*Written instruction*: Leave out the pictures and transcribe everything else exactly.

*Given records*:
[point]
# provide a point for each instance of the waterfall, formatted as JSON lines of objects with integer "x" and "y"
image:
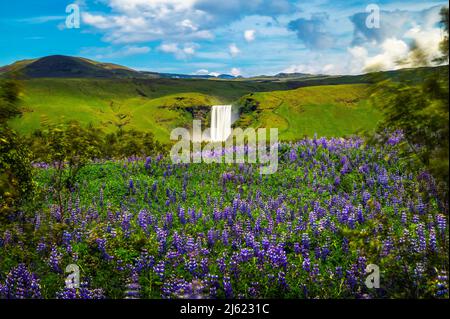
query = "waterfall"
{"x": 220, "y": 122}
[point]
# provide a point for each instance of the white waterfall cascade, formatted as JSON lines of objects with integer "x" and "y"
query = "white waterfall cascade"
{"x": 220, "y": 123}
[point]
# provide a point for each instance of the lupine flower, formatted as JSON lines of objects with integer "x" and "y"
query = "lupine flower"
{"x": 21, "y": 284}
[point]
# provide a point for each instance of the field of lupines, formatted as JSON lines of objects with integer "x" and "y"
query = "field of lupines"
{"x": 145, "y": 228}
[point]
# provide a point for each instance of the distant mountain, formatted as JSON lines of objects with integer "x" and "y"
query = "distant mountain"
{"x": 60, "y": 66}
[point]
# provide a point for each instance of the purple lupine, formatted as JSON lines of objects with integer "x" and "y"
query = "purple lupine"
{"x": 133, "y": 287}
{"x": 80, "y": 293}
{"x": 54, "y": 260}
{"x": 160, "y": 269}
{"x": 21, "y": 284}
{"x": 228, "y": 289}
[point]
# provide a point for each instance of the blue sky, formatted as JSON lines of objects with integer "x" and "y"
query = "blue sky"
{"x": 240, "y": 37}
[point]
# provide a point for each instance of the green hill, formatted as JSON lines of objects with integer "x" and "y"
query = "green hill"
{"x": 329, "y": 110}
{"x": 156, "y": 105}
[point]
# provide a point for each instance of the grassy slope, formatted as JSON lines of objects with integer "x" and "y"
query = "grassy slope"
{"x": 146, "y": 105}
{"x": 151, "y": 105}
{"x": 333, "y": 110}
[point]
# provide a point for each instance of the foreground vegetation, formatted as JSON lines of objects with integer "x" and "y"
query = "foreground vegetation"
{"x": 145, "y": 227}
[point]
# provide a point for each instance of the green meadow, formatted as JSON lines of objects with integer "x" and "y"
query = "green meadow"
{"x": 160, "y": 105}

*Response to this task*:
[point]
# provide a point for each instance of the waterfall, formatted as JSON lines of objects with integer "x" and "y"
image:
query = "waterfall"
{"x": 220, "y": 122}
[point]
# provide a point for each instance of the white waterfall cascade, formatted as JSON lines of objects with integer "x" and "y"
query = "white waterfall cascade"
{"x": 220, "y": 123}
[point]
# provide a point for each instance of the lupine flower, formatted as JSON lines of objects with integer "x" and "y"
query = "lupine flower"
{"x": 21, "y": 284}
[point]
# provide a point for each instance of the field of lupines, formatted as JSON lines of objects with integer "x" and "y"
query = "field of lupines"
{"x": 145, "y": 228}
[point]
# provide a point for each instance of the distant mountain, formatted as JSON lines of objects with integer "x" and "y"
query = "distant mountain"
{"x": 60, "y": 66}
[point]
# provide a point for each instance of the purple lupine, formatted as JSON lines of objects with integer "x" and "y"
query = "purple lupine"
{"x": 133, "y": 287}
{"x": 80, "y": 293}
{"x": 54, "y": 260}
{"x": 160, "y": 269}
{"x": 21, "y": 284}
{"x": 228, "y": 289}
[point]
# provide a point for each instance of the blue sky, formatted as JSON lines of objects with integer "x" and "y"
query = "blue sky"
{"x": 240, "y": 37}
[point]
# provide a point for each instance of the green hill, formatted as JSON lines of objects with integer "x" and "y"
query = "green hill"
{"x": 329, "y": 110}
{"x": 156, "y": 105}
[point]
# provide a point for each instance of the grassy slope, formatted as JSON lines of objects with integer "x" and "y"
query = "grassy slope"
{"x": 146, "y": 105}
{"x": 151, "y": 105}
{"x": 333, "y": 110}
[point]
# provide a point for each instance of the foreground vegetation, formatted as JSON lines of objects with integer "x" and "y"
query = "foreground vegetation"
{"x": 145, "y": 227}
[point]
# provide a point for each instance of the green meadow, formatted as JSON lines of objects with integer "x" and "y"
query = "green meadow"
{"x": 160, "y": 105}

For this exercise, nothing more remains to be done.